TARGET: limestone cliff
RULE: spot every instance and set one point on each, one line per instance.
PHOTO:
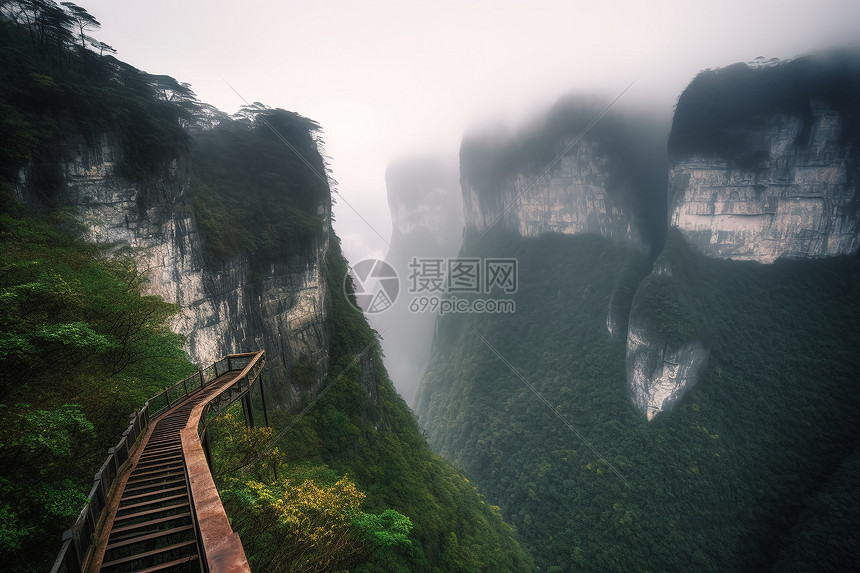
(427, 221)
(764, 161)
(570, 198)
(799, 200)
(566, 173)
(658, 373)
(224, 308)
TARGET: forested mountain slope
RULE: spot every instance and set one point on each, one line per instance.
(219, 217)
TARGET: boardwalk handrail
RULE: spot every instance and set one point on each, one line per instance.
(77, 541)
(222, 549)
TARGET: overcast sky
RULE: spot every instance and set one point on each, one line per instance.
(393, 78)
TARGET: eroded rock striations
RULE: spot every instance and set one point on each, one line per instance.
(771, 170)
(570, 198)
(228, 308)
(659, 374)
(427, 223)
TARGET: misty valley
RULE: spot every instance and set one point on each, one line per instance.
(605, 339)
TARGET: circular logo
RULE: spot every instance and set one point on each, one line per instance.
(376, 285)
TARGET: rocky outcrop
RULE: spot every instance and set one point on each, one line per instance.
(570, 198)
(797, 198)
(427, 221)
(233, 307)
(657, 373)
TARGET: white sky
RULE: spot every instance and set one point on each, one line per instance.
(393, 78)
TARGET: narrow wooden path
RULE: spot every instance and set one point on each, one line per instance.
(164, 513)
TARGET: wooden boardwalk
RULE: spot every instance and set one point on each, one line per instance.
(164, 513)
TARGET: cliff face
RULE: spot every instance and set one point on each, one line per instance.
(658, 374)
(571, 198)
(427, 221)
(764, 159)
(226, 309)
(799, 201)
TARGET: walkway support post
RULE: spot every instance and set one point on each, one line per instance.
(263, 396)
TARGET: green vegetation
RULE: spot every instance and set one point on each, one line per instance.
(80, 347)
(53, 84)
(632, 147)
(750, 470)
(360, 430)
(252, 192)
(721, 107)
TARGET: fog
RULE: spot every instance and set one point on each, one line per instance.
(387, 79)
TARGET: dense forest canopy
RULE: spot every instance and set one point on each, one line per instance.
(82, 344)
(748, 472)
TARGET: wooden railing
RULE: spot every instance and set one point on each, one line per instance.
(78, 540)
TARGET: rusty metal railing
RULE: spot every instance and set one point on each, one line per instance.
(77, 541)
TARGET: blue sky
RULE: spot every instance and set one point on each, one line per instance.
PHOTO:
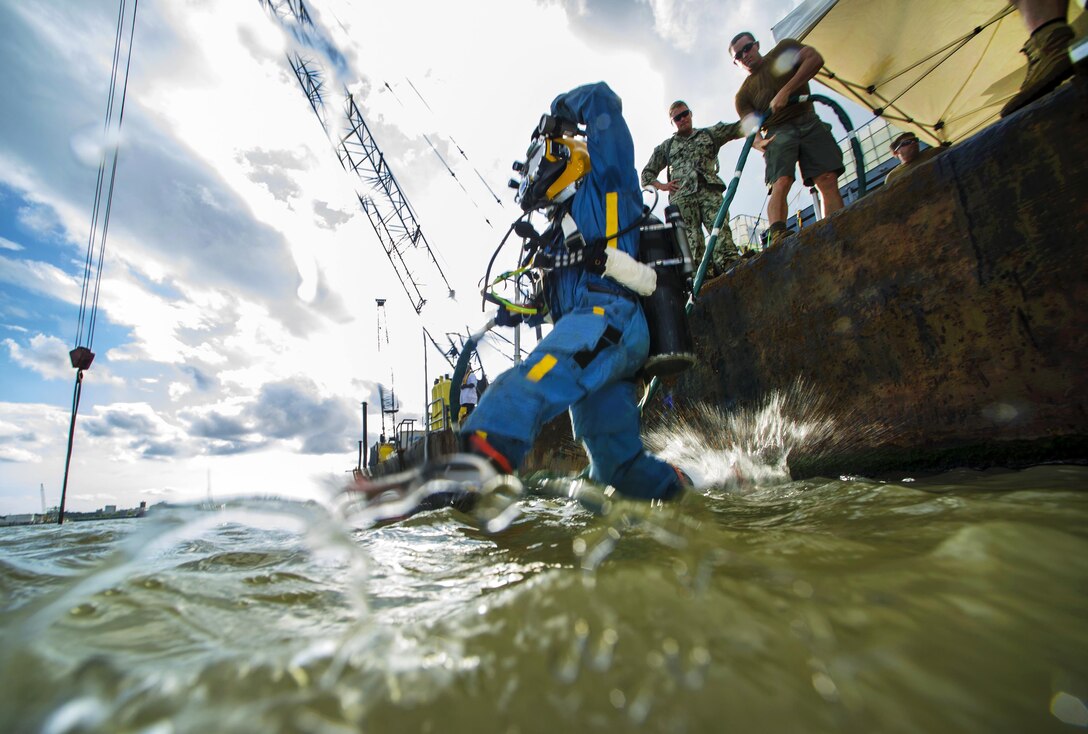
(236, 327)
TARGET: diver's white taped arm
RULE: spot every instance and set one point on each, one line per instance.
(629, 272)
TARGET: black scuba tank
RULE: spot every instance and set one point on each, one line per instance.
(664, 247)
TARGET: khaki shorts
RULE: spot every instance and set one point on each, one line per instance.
(807, 141)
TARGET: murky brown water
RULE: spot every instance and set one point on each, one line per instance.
(950, 604)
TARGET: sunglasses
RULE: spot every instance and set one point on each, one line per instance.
(744, 49)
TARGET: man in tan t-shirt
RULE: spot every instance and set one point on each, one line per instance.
(792, 133)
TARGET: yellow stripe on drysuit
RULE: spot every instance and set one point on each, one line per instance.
(541, 369)
(612, 216)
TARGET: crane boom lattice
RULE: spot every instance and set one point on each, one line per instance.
(381, 197)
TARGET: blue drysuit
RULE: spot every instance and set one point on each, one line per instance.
(589, 360)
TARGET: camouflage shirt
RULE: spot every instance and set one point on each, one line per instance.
(693, 161)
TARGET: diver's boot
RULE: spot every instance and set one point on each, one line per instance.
(1048, 63)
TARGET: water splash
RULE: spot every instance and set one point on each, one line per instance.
(748, 447)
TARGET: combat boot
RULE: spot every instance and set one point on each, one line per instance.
(776, 234)
(1048, 63)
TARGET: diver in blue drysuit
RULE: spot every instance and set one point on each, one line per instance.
(589, 361)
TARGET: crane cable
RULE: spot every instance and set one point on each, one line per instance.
(82, 356)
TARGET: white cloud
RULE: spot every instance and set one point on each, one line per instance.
(45, 355)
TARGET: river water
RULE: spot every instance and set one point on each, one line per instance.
(955, 602)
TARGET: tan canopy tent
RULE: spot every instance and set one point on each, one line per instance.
(942, 69)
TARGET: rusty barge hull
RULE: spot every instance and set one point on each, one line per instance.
(942, 320)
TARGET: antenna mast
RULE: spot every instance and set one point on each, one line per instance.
(381, 198)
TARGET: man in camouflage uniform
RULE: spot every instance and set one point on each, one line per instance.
(691, 157)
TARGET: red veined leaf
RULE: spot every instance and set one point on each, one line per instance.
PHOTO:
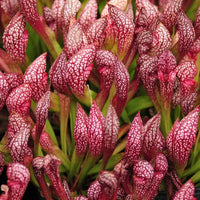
(18, 178)
(57, 74)
(36, 77)
(78, 69)
(80, 131)
(96, 32)
(88, 15)
(182, 137)
(19, 100)
(74, 40)
(125, 29)
(133, 146)
(95, 130)
(42, 113)
(15, 38)
(186, 191)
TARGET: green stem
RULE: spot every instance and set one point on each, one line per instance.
(64, 113)
(191, 13)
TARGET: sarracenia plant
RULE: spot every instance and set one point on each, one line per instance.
(99, 100)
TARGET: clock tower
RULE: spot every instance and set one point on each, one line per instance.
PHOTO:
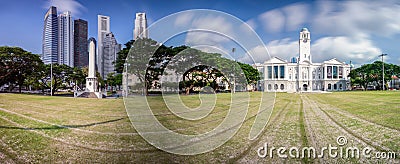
(304, 46)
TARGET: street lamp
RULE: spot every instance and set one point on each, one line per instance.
(383, 72)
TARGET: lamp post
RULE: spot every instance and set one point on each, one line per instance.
(383, 72)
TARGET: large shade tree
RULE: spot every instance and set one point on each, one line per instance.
(18, 65)
(372, 74)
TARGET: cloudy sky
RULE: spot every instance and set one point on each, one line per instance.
(356, 31)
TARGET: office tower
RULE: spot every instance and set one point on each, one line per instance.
(140, 30)
(65, 39)
(50, 37)
(81, 55)
(110, 53)
(103, 28)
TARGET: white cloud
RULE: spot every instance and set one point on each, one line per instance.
(284, 49)
(67, 5)
(351, 26)
(357, 18)
(252, 23)
(358, 50)
(209, 30)
(296, 15)
(273, 21)
(184, 19)
(343, 48)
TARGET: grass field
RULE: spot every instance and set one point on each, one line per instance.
(42, 129)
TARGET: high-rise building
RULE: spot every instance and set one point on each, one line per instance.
(50, 37)
(140, 30)
(103, 28)
(110, 53)
(81, 55)
(65, 39)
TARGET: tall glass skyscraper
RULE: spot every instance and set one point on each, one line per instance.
(140, 30)
(103, 28)
(66, 39)
(81, 55)
(110, 53)
(50, 37)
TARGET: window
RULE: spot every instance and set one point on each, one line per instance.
(275, 72)
(329, 70)
(334, 72)
(269, 72)
(282, 69)
(340, 72)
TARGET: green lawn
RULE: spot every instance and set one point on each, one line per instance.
(58, 129)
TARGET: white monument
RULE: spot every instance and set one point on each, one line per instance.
(92, 84)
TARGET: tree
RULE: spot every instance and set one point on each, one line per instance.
(111, 80)
(252, 74)
(119, 63)
(17, 65)
(372, 73)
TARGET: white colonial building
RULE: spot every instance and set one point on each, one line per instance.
(301, 74)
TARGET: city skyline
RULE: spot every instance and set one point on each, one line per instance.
(355, 31)
(66, 39)
(50, 37)
(81, 54)
(140, 30)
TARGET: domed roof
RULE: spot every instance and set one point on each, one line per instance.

===

**YOUR ASSIGNMENT**:
Using the records above, copy every line that has the word "railing" in it.

**WRITTEN ANSWER**:
TARGET: wooden railing
TARGET: rusty metal railing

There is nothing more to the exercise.